> GIVEN EXERCISE: Please pick out every line below containing the string "hind", and copy each one. Case counts.

> THE DATA:
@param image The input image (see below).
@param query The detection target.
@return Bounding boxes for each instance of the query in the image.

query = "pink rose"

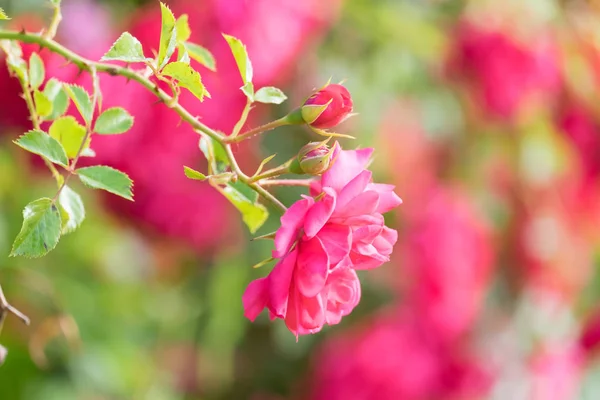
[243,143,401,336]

==

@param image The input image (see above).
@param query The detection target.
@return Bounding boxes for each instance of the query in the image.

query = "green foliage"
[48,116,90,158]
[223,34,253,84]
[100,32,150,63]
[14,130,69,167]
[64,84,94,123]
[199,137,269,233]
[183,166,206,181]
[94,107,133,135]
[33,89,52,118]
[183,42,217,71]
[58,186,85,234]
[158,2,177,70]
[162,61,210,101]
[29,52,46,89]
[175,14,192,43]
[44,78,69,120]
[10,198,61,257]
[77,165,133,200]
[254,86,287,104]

--

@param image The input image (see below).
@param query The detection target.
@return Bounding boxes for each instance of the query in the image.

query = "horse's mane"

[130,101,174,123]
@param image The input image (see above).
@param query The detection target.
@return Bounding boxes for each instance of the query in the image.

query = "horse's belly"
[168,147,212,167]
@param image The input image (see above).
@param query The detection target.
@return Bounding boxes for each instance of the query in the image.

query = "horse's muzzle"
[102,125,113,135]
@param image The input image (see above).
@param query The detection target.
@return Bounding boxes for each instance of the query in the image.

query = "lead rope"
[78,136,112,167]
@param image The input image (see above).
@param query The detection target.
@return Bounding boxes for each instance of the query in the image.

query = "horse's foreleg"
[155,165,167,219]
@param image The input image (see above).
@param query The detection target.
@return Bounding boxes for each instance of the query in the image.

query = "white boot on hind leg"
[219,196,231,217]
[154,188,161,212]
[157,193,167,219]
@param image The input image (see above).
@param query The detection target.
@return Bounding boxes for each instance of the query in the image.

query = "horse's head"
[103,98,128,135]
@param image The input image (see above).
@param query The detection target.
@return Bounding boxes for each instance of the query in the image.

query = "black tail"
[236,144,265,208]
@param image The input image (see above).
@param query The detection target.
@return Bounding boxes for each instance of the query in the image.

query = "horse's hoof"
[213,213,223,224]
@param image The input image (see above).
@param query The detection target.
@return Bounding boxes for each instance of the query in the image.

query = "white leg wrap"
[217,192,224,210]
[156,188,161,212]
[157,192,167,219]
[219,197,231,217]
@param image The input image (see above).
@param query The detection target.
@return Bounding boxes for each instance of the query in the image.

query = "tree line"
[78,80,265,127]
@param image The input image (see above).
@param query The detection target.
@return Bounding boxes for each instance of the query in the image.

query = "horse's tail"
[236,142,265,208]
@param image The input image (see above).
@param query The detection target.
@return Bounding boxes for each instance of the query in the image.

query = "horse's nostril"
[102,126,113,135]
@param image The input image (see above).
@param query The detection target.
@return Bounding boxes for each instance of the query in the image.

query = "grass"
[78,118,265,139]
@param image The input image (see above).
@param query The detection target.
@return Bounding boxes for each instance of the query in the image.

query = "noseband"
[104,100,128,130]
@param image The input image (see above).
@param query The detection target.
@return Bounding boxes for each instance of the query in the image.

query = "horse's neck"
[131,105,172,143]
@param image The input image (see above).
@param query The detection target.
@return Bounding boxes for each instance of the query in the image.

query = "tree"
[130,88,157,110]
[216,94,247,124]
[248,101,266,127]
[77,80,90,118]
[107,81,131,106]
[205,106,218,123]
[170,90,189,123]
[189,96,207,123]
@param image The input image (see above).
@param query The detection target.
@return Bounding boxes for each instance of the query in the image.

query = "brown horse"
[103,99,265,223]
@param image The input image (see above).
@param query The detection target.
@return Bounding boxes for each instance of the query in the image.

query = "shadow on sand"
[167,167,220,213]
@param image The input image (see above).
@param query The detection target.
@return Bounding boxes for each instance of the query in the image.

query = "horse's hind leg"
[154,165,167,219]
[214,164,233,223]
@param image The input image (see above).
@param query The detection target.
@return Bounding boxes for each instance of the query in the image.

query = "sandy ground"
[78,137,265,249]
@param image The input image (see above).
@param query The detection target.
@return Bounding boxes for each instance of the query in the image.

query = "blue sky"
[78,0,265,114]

> IN RESPONSE:
query = "white boot on hind leg"
query = "horse's hind leg"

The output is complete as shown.